───── Given text ─────
I am fearful that America is being bribed and forced to be more like California. California used to be held in high esteem, the “shining city on a hill”. That’s certainly no longer true. The state is synonymous with dysfunction, decay, decline, and colossal misgovernance. It’s hemorrhaging refugees to other states, most of them middle class and families. Its social and economic life is feudalizing. Its electorate over decades has consistently chosen to eviscerate its quality of life. The result is a basket case, a Third World state within the world’s premiere First World nation. The question is, are electorates in other states desirous to join the “golden state” in this internal Third World?
My newly adopted home state of Montana could be getting ready to make the slide. No, the influx of new people or urbanization aren’t the culprits. It’s big, big campaign money from radical plutocratic barons in progressive bastions (Silicon Valley for instance) who have an outsized role in selling California-style dysfunction to the rest of the country, the same people who’ve made their urban bubbles and bi-coastal expanses unlivable, unaffordable, and inhospitable.
They’ve perfected a deceptive style of political packaging to pour their money into: sell California’s one-party jungle primary with a well-funded Montana ballot initiative (CI-126); sell California hedonism by sanctioning through another Montana initiative the elimination of the inconvenient consequence of sex: the baby (CI-128). Just think, in it, one human being would be legally empowered to destroy another with few, if any, restraints.
The libertine deep pockets of California and New York prop up Jon Tester. As such, Democrat Senator Jon Tester has a campaign war chest 4 times his opponent. He’s a reliable vote for his party’s main policies and leadership, the same ones that seek to remake the country in California’s image.
They try to sell this dumpster fire of thought to the “rubes” by using the rustics’ vague social and political prejudices against them. Don’t like wealthy out-of-staters? Well, figure this: Tester uses his out-of-state millions to bash his opponent as an out-of-stater. Wrap your mind around that. And put a double-hex on his challenger by attaching “wealthy” to the pejorative. Class warfare works, even in red states.
─────
* _List of tasks_:
a) In the opinion piece on Montana politics, how large is Jon Tester's campaign war chest compared with his opponent's?
b) Collect every line of the rows that contains the string "Query".
The text and the two blocks of rows are separate, unrelated material.
───── Dataset ─────
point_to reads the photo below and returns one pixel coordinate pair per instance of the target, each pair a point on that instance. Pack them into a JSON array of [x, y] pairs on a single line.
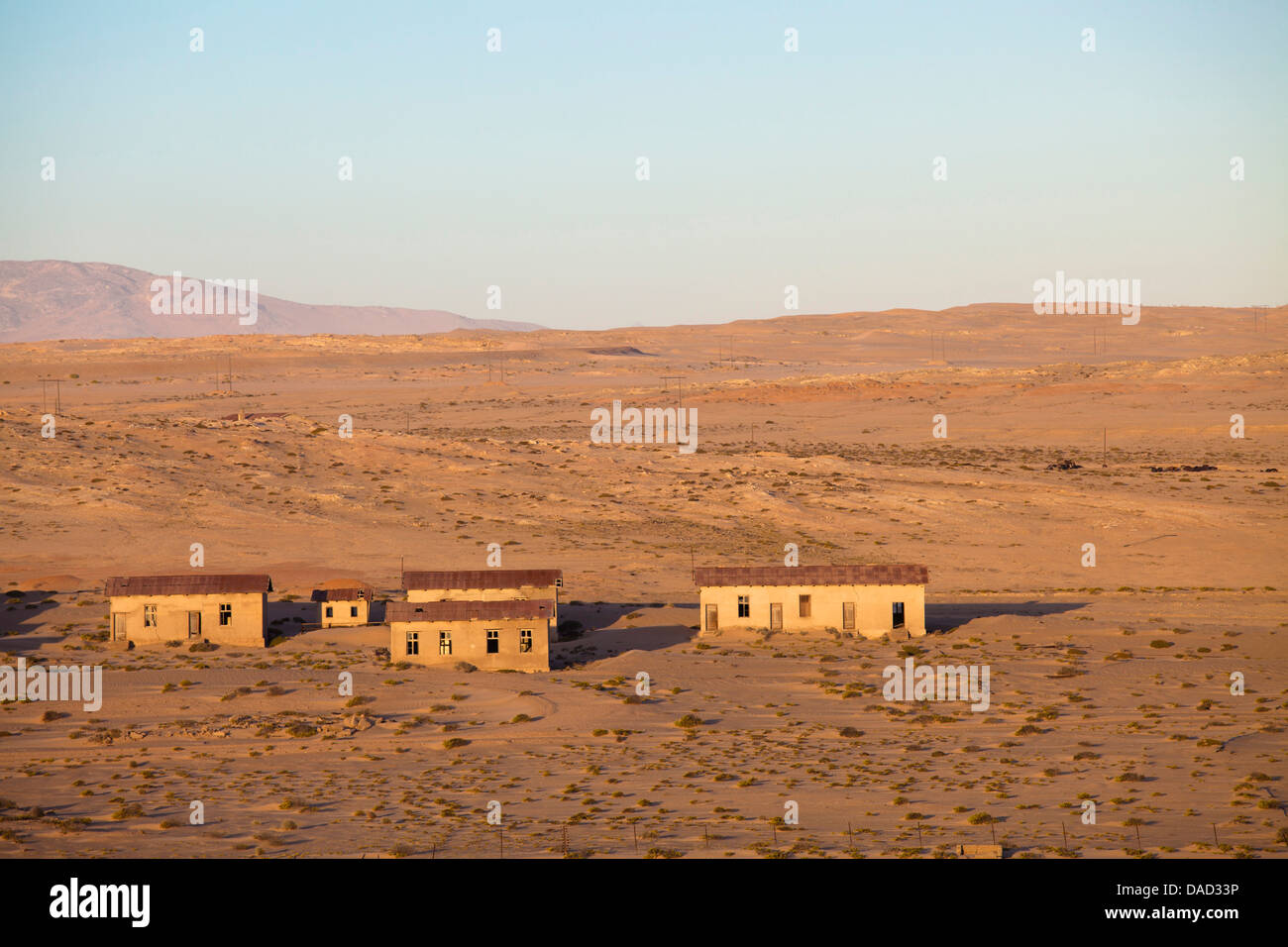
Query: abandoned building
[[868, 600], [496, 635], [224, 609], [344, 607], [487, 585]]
─────
───── Dataset ─────
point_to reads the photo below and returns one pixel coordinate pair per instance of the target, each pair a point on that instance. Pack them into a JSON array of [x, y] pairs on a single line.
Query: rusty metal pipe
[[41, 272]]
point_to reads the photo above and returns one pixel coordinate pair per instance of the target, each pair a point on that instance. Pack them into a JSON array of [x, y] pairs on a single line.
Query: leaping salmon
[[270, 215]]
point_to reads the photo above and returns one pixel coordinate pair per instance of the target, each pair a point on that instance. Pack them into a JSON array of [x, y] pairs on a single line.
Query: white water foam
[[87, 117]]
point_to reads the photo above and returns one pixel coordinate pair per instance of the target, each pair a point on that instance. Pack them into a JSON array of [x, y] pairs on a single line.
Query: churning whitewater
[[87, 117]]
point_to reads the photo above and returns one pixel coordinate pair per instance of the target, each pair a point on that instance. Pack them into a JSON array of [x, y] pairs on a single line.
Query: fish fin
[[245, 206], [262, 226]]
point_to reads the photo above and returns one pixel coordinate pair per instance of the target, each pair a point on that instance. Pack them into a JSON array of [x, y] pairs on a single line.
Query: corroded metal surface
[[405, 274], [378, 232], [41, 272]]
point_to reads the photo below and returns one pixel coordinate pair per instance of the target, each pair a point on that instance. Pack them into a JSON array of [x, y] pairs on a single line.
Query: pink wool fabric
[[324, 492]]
─────
* _Task-by-task outputs_:
a) It is 4 times his opponent's.

b)
Query: abandoned building
Query: rusty metal pipe
Query: leaping salmon
Query: white water foam
Query: churning whitewater
Query: fish fin
Query: corroded metal surface
Query: pink wool fabric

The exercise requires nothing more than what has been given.